+++ Information given

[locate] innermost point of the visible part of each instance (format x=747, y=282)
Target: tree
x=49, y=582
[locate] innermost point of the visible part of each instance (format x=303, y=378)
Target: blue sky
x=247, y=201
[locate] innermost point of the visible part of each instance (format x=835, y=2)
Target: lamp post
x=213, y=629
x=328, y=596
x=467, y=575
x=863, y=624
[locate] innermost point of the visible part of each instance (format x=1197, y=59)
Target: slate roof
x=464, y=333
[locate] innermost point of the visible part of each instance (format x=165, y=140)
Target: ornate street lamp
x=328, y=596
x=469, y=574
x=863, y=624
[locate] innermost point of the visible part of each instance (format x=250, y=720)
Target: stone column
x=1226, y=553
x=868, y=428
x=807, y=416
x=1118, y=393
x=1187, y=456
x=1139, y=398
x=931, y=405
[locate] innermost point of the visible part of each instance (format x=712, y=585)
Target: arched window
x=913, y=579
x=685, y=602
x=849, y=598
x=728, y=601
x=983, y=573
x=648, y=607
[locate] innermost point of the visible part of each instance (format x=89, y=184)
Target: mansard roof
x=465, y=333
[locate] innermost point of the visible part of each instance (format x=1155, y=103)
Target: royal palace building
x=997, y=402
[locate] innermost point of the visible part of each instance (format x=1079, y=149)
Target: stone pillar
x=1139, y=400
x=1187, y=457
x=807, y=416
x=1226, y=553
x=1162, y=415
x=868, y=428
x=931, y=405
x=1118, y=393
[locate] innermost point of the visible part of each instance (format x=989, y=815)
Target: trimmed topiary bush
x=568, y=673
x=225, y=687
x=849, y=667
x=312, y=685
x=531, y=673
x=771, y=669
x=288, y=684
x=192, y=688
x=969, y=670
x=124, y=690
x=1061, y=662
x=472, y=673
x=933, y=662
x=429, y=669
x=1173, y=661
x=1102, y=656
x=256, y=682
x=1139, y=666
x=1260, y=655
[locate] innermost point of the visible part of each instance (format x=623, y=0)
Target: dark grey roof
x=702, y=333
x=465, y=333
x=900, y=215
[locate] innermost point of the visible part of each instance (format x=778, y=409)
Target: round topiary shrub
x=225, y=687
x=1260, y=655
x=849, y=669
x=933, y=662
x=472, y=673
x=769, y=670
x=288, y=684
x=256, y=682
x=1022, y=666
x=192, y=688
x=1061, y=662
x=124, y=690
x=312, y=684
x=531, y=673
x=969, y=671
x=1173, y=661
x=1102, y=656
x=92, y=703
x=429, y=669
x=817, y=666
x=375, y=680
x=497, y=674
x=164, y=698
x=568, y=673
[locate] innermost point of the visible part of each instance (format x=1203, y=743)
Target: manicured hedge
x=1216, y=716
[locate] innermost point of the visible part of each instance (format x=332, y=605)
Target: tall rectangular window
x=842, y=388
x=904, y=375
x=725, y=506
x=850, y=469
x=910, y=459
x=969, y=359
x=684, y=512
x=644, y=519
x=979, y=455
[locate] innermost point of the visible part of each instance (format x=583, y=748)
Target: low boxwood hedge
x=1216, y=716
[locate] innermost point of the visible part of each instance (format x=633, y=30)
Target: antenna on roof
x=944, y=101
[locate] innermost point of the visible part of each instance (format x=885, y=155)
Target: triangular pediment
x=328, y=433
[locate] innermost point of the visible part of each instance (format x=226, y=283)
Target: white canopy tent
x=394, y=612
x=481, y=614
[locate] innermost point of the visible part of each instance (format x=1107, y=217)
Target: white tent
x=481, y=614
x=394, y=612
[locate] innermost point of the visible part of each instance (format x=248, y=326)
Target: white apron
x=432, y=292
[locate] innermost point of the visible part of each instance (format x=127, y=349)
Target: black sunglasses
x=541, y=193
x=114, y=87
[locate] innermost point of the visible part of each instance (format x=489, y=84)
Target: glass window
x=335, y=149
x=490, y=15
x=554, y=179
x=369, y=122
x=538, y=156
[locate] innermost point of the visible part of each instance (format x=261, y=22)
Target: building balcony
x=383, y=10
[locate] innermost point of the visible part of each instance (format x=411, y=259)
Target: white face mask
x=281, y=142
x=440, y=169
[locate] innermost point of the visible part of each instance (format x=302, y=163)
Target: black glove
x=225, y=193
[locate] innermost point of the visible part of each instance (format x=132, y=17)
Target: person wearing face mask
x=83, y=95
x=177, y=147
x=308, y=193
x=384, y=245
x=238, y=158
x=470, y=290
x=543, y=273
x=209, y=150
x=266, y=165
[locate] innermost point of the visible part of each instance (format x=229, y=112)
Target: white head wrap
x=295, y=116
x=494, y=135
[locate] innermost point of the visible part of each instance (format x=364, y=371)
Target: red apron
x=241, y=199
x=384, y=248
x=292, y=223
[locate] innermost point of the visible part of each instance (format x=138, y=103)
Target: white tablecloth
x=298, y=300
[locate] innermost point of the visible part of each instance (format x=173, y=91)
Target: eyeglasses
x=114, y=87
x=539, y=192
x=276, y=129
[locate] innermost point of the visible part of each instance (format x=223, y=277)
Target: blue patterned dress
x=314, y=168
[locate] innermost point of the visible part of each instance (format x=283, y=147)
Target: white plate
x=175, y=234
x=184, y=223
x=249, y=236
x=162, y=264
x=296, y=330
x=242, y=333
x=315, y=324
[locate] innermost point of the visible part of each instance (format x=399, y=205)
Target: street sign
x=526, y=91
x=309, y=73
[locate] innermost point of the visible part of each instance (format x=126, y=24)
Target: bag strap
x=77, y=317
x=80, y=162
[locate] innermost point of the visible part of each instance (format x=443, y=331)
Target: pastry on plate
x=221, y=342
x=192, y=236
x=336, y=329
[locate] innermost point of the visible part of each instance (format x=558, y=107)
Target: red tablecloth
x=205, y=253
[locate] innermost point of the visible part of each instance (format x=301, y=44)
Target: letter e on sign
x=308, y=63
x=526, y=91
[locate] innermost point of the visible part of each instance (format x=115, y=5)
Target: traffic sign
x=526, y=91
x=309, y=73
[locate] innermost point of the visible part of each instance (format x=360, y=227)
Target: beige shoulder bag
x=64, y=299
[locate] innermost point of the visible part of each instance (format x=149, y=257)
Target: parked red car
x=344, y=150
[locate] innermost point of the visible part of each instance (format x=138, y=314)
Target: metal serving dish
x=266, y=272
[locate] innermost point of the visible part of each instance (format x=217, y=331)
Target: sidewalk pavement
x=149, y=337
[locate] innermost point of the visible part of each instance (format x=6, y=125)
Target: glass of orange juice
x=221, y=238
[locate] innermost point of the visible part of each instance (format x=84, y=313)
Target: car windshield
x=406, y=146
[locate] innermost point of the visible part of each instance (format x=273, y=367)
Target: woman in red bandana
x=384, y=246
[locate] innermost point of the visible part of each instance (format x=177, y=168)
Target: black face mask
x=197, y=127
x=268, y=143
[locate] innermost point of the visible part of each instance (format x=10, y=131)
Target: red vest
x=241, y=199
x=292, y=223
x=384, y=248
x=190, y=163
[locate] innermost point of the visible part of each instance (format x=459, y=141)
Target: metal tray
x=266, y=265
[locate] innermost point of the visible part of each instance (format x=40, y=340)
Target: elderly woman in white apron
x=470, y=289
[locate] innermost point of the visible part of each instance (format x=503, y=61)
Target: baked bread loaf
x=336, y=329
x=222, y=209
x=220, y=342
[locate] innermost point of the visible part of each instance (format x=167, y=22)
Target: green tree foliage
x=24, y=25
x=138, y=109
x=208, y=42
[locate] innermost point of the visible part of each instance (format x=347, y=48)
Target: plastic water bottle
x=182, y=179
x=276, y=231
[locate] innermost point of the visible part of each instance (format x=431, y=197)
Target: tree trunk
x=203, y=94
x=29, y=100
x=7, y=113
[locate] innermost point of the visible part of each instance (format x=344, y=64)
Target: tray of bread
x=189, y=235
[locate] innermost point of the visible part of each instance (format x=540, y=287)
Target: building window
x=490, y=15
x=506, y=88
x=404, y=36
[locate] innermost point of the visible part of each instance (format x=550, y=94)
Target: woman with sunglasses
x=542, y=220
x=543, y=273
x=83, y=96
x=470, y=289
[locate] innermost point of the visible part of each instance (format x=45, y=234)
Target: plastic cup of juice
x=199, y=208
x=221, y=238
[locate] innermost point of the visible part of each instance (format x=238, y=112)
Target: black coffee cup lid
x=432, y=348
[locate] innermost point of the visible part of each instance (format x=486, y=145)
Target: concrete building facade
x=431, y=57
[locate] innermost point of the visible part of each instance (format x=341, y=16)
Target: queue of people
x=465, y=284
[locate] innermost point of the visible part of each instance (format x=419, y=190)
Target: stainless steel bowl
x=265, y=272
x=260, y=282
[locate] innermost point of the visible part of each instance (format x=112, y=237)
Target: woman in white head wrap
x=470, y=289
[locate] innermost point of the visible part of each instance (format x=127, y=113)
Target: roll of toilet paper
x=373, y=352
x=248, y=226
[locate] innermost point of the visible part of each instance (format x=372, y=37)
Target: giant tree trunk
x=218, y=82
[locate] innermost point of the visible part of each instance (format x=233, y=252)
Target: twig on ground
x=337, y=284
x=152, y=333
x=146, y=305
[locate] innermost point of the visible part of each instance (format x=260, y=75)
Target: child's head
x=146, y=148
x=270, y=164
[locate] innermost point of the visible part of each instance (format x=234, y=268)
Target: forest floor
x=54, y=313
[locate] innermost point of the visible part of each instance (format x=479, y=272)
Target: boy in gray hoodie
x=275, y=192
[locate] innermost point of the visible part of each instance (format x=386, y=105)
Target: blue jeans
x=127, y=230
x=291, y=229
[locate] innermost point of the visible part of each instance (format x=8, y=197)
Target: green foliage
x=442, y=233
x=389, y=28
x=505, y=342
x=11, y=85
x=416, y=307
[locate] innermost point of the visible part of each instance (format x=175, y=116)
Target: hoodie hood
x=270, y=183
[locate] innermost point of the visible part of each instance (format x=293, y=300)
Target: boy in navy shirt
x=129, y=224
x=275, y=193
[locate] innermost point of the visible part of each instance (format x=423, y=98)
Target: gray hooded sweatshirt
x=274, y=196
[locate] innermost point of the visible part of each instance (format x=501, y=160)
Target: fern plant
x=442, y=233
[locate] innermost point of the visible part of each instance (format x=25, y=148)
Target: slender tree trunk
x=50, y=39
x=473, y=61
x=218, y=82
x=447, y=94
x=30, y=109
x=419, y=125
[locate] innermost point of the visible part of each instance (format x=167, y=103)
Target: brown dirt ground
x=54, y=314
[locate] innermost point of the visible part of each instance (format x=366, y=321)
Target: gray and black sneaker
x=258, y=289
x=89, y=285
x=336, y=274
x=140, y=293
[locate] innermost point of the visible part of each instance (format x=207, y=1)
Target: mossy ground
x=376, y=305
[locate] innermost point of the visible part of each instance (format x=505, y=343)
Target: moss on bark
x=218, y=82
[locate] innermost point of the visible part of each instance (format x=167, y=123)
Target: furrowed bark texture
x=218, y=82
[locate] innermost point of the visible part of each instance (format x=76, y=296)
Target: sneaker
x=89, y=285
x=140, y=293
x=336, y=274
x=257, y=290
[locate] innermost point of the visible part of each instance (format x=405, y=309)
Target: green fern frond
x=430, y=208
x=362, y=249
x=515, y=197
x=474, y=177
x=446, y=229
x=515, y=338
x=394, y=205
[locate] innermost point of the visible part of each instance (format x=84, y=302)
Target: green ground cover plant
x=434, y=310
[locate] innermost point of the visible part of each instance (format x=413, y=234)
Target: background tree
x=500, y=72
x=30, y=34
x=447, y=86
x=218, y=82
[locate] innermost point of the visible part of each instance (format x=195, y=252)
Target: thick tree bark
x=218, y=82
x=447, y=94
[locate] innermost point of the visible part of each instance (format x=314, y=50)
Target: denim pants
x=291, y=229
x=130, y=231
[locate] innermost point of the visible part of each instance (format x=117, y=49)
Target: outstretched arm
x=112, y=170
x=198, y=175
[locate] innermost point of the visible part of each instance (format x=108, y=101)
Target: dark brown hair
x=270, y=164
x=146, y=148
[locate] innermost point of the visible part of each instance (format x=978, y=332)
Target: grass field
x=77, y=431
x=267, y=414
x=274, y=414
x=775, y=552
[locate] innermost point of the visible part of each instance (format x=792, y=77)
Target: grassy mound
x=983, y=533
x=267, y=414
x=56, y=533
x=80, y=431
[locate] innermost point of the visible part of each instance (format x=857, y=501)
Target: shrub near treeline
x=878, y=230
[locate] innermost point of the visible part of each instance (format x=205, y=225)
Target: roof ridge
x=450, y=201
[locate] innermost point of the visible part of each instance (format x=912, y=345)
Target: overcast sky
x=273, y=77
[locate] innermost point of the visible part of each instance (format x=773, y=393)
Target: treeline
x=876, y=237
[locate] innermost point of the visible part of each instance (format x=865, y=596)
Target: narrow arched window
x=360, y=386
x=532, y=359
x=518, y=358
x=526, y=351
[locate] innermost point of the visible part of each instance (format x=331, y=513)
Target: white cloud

++++++

*Set exercise*:
Please copy the part of the data that opens with the line containing "(format x=885, y=155)" and closes with the line containing "x=225, y=193", renaming "black" to "dark" throughout and leaving everything else unchanged.

*Response to this task*:
[locate] innermost point of the visible part of each instance (format x=885, y=155)
Target: triangular pediment
x=328, y=433
[locate] innermost point of the visible part of each instance (format x=226, y=283)
Target: white canopy tent
x=394, y=612
x=481, y=614
[locate] innermost point of the visible part of each instance (format x=1107, y=217)
Target: white tent
x=481, y=614
x=394, y=612
[locate] innermost point of the visible part of each instance (format x=248, y=326)
Target: white apron
x=432, y=292
[locate] innermost point of the visible part of each instance (format x=127, y=349)
Target: dark sunglasses
x=541, y=193
x=114, y=87
[locate] innermost point of the visible part of each instance (format x=489, y=84)
Target: glass window
x=335, y=149
x=490, y=15
x=554, y=179
x=369, y=122
x=538, y=156
[locate] innermost point of the visible part of each instance (format x=261, y=22)
Target: building balcony
x=383, y=10
[locate] innermost point of the visible part of each instance (format x=411, y=259)
Target: white face mask
x=281, y=142
x=440, y=169
[locate] innermost point of the visible part of each instance (format x=302, y=163)
Target: dark glove
x=225, y=193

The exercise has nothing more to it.